## START DATA RECORDS
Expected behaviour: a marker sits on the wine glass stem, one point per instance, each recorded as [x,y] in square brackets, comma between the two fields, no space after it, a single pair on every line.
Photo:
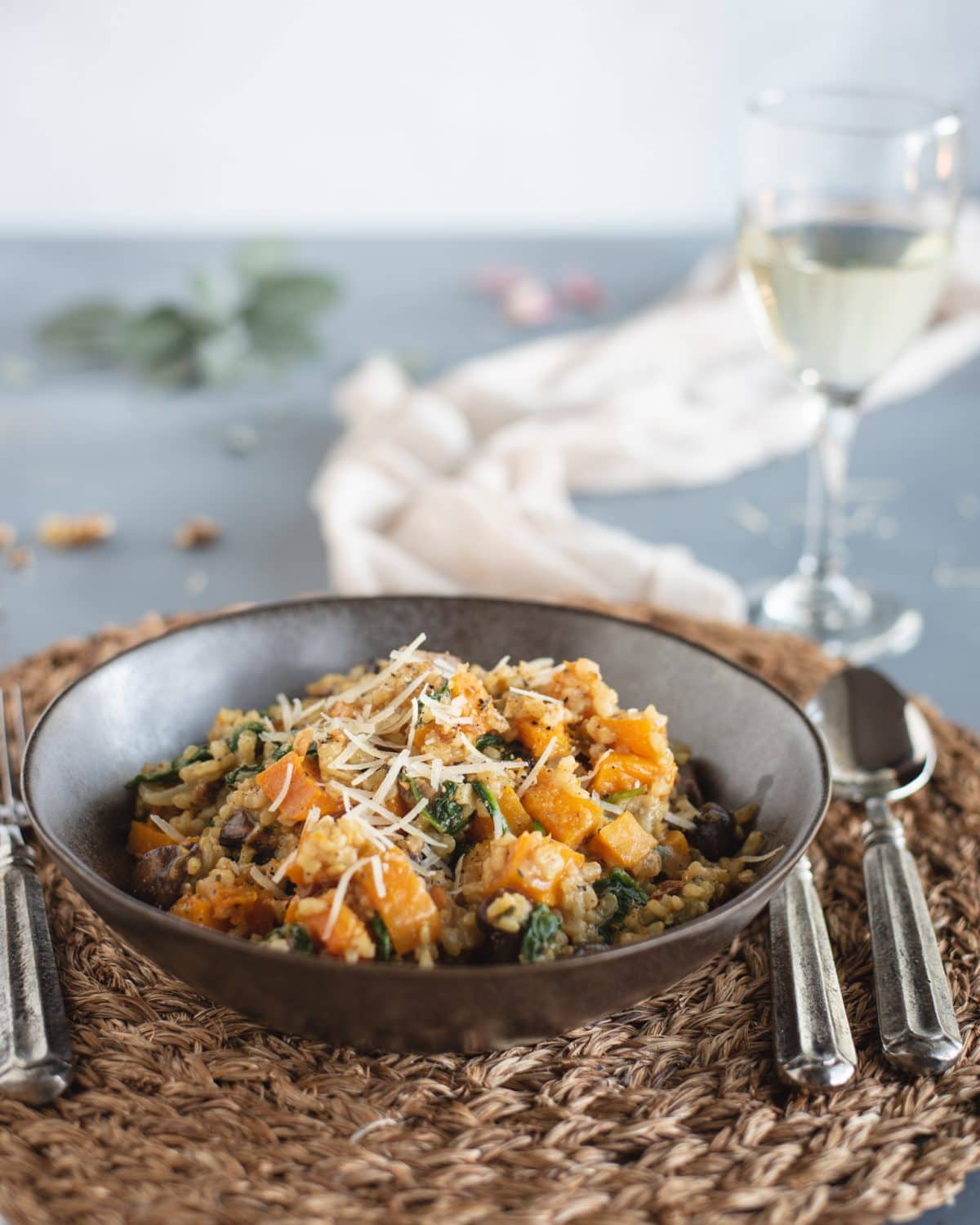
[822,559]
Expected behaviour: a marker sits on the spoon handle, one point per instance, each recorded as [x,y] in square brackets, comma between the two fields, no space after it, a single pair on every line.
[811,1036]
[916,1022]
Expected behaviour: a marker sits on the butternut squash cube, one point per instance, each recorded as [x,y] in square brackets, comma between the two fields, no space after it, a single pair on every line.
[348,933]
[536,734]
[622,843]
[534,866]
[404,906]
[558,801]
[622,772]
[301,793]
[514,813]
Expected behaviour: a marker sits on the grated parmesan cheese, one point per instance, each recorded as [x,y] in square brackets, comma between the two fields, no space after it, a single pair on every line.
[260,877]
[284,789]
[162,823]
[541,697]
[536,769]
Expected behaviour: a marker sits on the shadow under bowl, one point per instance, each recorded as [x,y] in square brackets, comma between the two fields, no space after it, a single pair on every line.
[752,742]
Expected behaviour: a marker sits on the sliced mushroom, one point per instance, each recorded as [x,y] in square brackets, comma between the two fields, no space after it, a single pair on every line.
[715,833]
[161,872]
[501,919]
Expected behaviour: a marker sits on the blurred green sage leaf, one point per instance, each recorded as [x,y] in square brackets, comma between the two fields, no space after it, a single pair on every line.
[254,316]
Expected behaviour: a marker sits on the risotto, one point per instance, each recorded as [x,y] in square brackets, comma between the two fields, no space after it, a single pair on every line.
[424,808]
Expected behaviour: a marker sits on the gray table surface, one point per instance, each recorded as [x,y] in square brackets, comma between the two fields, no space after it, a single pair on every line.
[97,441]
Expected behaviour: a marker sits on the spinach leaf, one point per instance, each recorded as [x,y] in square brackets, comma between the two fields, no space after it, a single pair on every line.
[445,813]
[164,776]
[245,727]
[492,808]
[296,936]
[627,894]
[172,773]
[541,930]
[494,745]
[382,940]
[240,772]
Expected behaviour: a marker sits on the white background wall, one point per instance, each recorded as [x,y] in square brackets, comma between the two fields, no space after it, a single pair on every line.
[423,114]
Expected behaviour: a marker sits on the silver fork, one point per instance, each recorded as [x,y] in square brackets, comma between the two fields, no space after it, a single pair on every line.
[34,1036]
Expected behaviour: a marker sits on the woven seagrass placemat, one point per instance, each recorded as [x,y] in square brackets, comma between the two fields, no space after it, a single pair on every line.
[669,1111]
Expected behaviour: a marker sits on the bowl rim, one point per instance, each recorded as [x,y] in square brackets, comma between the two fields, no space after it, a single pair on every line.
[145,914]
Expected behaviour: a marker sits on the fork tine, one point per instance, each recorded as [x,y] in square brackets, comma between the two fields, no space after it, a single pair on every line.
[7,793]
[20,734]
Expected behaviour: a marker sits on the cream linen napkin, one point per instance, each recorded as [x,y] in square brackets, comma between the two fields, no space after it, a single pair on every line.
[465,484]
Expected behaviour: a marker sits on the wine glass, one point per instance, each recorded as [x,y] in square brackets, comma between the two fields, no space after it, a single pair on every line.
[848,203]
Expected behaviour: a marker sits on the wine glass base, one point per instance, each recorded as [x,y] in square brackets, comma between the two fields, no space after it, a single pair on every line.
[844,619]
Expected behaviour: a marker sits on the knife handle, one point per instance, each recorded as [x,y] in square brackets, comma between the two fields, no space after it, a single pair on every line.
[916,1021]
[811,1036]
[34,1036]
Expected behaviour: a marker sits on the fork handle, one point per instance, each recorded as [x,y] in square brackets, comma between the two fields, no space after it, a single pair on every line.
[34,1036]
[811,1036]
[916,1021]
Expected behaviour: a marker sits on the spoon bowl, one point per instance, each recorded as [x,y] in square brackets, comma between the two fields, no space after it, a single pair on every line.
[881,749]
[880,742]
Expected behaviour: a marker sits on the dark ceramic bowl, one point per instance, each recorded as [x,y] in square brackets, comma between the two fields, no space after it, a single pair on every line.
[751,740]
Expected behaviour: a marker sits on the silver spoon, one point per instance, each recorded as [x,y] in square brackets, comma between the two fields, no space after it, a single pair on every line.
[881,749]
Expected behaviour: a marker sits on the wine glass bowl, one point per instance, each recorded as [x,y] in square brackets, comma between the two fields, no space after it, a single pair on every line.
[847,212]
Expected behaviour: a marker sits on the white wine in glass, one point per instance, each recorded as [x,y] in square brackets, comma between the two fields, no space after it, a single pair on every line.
## END DATA RECORDS
AIM: Can you retype all of the records above word for word, leaving out the pictures?

WORKED SOLUTION:
Expected behaviour: a marker sits on the wine glass stem, one point per instance, each recorded as [x,y] in square brackets, comma between the two fields, no space after it, a single pair on every line.
Photo:
[822,559]
Expected behaviour: a marker sits on the spoon handle, one point per instance, each recorded as [x,y] in square brackets, comma between the two fields, no space after it, a single pair on every line.
[811,1036]
[916,1022]
Expected behaviour: a marker sits on the butternut squash cube, one point per instance, each recorded as [x,y] in square brackets, comma between the two fields, no space after it, a single pair on every line.
[348,933]
[536,734]
[622,843]
[534,866]
[404,906]
[558,801]
[622,772]
[301,793]
[514,813]
Expected behaviour: a marker sits on the grated parmesan cheese, one point per instance, each recorded as [x,y] in square brackets, comma between the two fields, no space after it, a single pair on every line.
[260,877]
[284,789]
[162,823]
[541,697]
[536,769]
Expected behaviour: a marker sits on the shadow under bowl, one point per instance, each recorded as [x,y] in square brackets, comma between the two fields, no space after it, a single pair on every line.
[752,742]
Expected behaviour: a marker sits on the sliced mushroom, one point per instance, each recorded as [x,y] in square brackets, comma between the two fields, no space after it, a single pair on every line.
[715,833]
[161,872]
[501,919]
Expected behaviour: a marker sits on the blurred green sage leaf, one point per instance, each recorded as [x,y] in square brackets, comma between the two fields, no space after it, a single pair on every line.
[254,316]
Expected behaviour: a marker sits on the risotto, one point per instance, each recorded as [x,y] in square brackets, comma between the two fields, no space after it, a single pair on every line.
[424,808]
Expected behaviour: a marker sits on the gray table surface, one point per instance, each recorded as [x,y] in square brackets, comma between the two fields, no space after it, a single pair on every line.
[97,441]
Expected behaviour: a marker sits on the spinach leaf, one point per instance, each recorded as [x,y] in square brackets, comma between the two fields, no space after it, a single pair on every line.
[445,813]
[164,776]
[245,727]
[492,808]
[296,936]
[627,894]
[172,773]
[541,930]
[494,745]
[382,940]
[240,772]
Expected behaviour: a marker sits on the white background wall, one point per instance, each recorded as [x,y] in square brackets, comma between the two fields, no space after it, a single pair on every line.
[423,114]
Expected behaviour: a marker sits on the silver fork, one point per instance, each recorded as [x,y] in square brackets, comma between the two fields, no space after it, a single pair on every line.
[34,1036]
Expected behaviour: a marker sits on the woven seagrass placemat, one point per instance, each recorded as [x,y] in square brackets, comma between the two fields, no space after it, a single pair on every line.
[669,1111]
Expected behaviour: a marker sits on the bowl rim, one point per instance, each recorded as [x,y] in square brackets, comma between the two fields, no space after it, a single pair on every line.
[145,914]
Expected behaviour: a marker sits on the fork tine, one point per instance, each recorded as [x,y] in square brackets, comma between the two fields, no space after it, a single pair on every line.
[7,793]
[20,734]
Expected behaviour: a marker sits on the cream linen napkin, one point per instance, each recorded as [x,y] in square brackets, comma between the two fields, no space after it, a single pair on every line.
[465,484]
Expected behaviour: a marker sits on the wine glass, one point per instance, each recorded as [x,y] in square brackets, comma between the two fields, no space after it, a single pair on every line.
[848,203]
Expected behaviour: a marker sits on the wine glass base, one point per instance, each recorded as [x,y] in square brackets, comma between the two fields, no space after it, a single pair on every line.
[844,619]
Expected behaviour: a marker sits on the knife handle, one point per instance, each recorded as [x,y] in square brackets, comma between the two fields, no space after it, a single pair on every line.
[916,1021]
[811,1036]
[34,1036]
Expected behaviour: a marker sits on the fork handle, one point per instance, each recorded as [x,y] in square brackets, comma between the two fields, no space after it, a single pair on every line.
[34,1036]
[811,1036]
[916,1021]
Expected behaviour: a marker sits on the spoon bowl, one point per instance, each recorded as [x,y] in square brackets, comma between the two fields, no space after it, a single pair on every line.
[881,749]
[880,742]
Expected behaviour: a marker sits on the dark ceramic bowl, one point per instance, each recorded as [x,y] in square brackets, comma between the two fields, no space after it, a single pair on every line.
[751,740]
Expected behaviour: a marker sits on the silver spoon, one point per instance, each recorded as [x,y] in square brackets, comma between the two fields, no space after it, a single pair on every line.
[881,749]
Expected behaviour: a marker sits on the wine glass bowl, one point per instance, each recorded as [x,y] in square brackets, comma between the two fields, no space after it, a single pair on every line.
[847,212]
Expected behaviour: a marker sits on the white wine in glass, one point per instance, each recorded as [x,y] in square brackets, comma between the two fields, no space after it, a single pair on every line.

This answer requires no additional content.